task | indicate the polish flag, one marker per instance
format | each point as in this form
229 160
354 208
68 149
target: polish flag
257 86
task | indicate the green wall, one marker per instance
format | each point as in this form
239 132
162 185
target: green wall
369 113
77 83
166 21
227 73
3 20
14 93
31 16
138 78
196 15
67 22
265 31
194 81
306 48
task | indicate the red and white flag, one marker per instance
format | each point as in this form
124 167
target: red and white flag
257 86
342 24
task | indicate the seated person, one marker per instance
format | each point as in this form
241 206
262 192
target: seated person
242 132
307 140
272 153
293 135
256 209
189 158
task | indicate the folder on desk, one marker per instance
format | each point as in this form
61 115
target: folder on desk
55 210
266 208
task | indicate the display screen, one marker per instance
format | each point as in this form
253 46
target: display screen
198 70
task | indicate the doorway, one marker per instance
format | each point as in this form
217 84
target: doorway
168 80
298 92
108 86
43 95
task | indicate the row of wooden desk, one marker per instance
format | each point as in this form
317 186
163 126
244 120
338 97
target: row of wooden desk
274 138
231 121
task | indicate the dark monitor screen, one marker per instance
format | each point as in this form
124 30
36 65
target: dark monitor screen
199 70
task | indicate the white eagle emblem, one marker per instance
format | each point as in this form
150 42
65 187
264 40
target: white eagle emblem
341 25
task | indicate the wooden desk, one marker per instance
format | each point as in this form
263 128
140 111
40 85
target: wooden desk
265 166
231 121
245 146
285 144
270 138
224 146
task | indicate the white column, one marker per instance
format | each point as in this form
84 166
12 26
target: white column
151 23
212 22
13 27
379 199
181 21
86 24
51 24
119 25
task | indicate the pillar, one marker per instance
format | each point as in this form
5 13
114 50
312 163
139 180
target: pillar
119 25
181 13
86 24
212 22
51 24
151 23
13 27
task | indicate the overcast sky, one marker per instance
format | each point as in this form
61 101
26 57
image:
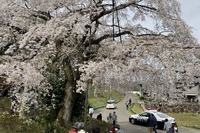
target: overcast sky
191 15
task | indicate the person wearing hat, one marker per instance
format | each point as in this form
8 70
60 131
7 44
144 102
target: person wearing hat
74 128
118 129
167 125
81 128
99 116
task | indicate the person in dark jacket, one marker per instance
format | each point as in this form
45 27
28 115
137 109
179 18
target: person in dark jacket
151 123
154 124
99 116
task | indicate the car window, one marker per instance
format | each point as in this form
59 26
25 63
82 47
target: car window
145 114
162 115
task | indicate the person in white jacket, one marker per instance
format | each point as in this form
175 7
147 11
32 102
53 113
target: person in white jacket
167 125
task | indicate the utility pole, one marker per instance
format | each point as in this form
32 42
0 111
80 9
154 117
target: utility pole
113 4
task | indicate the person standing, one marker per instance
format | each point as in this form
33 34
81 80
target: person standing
109 118
130 102
167 125
127 103
99 116
150 123
114 117
154 123
74 128
81 128
91 111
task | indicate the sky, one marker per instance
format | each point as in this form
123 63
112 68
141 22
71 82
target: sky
191 15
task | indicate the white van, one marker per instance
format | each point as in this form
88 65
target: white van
111 104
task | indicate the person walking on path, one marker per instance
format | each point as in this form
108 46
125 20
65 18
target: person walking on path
150 123
154 123
99 116
74 128
114 117
167 125
91 111
127 103
130 102
109 118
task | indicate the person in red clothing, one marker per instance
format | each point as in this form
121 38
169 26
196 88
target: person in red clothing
74 128
111 129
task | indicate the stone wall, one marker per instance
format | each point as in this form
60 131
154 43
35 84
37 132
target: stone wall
176 108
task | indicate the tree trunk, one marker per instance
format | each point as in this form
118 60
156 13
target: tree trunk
64 115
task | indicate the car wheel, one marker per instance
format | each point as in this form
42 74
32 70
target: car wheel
133 121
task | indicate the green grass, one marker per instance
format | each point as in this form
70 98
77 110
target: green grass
189 120
136 108
99 102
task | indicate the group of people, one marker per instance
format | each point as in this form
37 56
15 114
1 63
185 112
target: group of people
112 118
115 127
78 127
128 103
168 126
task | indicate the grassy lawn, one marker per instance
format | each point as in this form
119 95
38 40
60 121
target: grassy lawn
190 120
98 102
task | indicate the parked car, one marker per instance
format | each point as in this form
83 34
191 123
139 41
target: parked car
111 104
142 118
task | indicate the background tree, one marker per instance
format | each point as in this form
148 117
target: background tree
51 48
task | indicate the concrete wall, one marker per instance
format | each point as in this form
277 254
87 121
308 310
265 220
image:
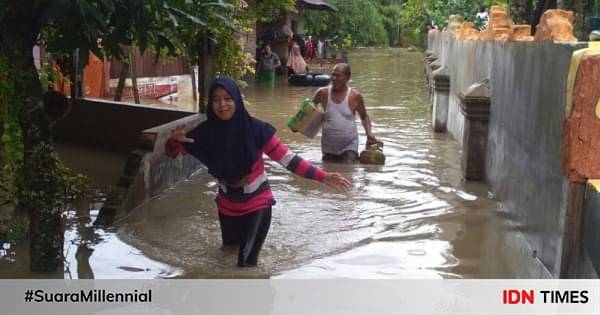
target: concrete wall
523 165
468 62
589 260
111 125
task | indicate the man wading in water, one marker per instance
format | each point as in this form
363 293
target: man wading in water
339 141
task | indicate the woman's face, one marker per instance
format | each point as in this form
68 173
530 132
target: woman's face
222 104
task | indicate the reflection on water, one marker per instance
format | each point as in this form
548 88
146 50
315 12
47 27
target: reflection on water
412 217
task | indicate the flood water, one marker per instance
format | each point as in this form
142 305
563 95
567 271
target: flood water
413 217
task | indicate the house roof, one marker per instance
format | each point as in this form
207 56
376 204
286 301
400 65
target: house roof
316 5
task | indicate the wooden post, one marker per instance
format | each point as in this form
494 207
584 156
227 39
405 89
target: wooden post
572 231
136 92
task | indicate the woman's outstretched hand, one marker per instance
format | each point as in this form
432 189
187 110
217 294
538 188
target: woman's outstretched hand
178 133
337 182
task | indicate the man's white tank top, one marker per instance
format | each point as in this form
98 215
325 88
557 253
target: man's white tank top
339 127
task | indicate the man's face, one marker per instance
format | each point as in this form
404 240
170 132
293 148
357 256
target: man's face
338 77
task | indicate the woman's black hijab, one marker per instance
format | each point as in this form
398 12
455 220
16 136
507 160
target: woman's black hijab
229 148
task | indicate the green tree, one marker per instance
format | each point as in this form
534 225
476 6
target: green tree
64 26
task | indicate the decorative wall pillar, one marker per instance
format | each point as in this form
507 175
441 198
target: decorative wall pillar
475 106
441 98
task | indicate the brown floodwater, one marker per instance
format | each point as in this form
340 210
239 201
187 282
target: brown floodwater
413 217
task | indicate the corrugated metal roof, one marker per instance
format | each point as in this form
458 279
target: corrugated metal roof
317 5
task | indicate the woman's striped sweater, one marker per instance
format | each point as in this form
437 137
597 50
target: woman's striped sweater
256 193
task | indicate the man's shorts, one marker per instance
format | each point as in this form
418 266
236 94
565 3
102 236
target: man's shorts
348 156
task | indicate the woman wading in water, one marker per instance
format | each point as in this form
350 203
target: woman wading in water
231 144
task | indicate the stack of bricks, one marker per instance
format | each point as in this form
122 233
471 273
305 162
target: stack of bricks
454 24
467 31
555 26
520 33
498 28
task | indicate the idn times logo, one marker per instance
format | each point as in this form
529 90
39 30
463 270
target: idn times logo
515 296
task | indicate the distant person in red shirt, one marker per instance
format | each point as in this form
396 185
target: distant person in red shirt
310 49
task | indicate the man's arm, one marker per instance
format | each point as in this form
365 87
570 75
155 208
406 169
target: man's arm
364 118
318 98
277 61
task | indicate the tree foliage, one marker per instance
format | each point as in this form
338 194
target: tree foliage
360 19
389 22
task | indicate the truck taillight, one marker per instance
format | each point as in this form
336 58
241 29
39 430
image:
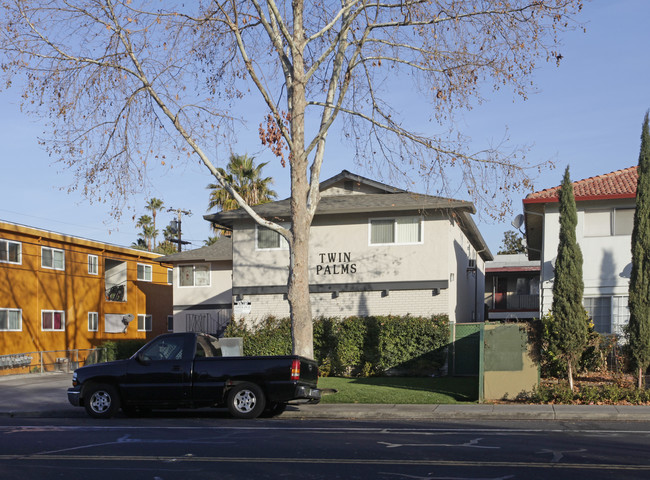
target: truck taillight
295 370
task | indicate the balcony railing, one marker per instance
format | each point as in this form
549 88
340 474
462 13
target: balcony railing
116 293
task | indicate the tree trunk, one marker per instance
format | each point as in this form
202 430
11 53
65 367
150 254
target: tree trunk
298 287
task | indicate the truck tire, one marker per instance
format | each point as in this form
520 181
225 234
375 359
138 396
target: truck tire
101 400
246 400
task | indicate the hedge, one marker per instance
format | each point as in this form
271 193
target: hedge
357 346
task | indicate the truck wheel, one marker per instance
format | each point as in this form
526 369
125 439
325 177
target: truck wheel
246 400
101 400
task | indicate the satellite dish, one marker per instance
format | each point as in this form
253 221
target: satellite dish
518 221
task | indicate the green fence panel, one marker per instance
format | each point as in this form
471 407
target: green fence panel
465 341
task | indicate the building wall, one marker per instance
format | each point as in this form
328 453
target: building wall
30 287
468 285
341 253
337 241
204 308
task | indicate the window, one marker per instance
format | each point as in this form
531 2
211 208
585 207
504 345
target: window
609 314
267 239
194 275
401 230
144 323
604 223
93 265
52 258
620 314
527 286
144 272
52 320
597 223
10 252
11 320
93 321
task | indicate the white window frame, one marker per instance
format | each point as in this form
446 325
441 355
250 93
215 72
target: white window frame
194 265
53 251
619 312
146 320
20 320
93 321
6 248
62 329
609 224
395 232
93 265
145 268
284 245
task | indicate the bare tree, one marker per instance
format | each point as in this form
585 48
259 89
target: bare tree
117 79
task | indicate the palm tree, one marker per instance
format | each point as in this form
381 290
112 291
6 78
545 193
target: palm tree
154 205
246 179
148 230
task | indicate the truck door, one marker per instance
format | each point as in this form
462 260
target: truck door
161 373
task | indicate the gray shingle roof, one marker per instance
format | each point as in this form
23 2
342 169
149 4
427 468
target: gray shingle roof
219 250
392 200
338 204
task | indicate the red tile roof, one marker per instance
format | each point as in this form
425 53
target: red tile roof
618 184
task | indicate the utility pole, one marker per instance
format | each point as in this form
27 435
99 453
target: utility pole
176 224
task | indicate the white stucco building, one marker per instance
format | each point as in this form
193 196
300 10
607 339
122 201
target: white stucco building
374 250
202 287
605 206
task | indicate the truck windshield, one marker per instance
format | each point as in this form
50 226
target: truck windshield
207 346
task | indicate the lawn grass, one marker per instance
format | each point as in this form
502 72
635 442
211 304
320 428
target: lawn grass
399 390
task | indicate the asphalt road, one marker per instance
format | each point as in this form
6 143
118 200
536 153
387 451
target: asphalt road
211 445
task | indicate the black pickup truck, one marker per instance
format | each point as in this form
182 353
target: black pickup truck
191 370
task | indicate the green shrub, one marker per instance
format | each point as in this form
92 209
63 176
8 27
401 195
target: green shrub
556 393
412 345
272 336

**What is required**
Copy out precisely the lines from the line with "task | indicate the car wheel, one" to the line with "task | indicate the grassy" in the material above, including those two lines and omitting all the rest.

**Expected answer**
task | indicate the car wheel, one marker per instance
format | each point as in this form
42 74
32 70
target: car wheel
133 121
task | indicate the green grass, one marker per instance
format | each point as in this form
70 98
77 110
target: green grass
189 120
136 108
99 102
task | indicate the group of people, one marker per instance
format | each point as in this form
37 56
15 114
1 63
185 112
target: group of people
112 118
115 127
78 127
128 103
168 126
task | indicate the grassy lawn, one marker per instance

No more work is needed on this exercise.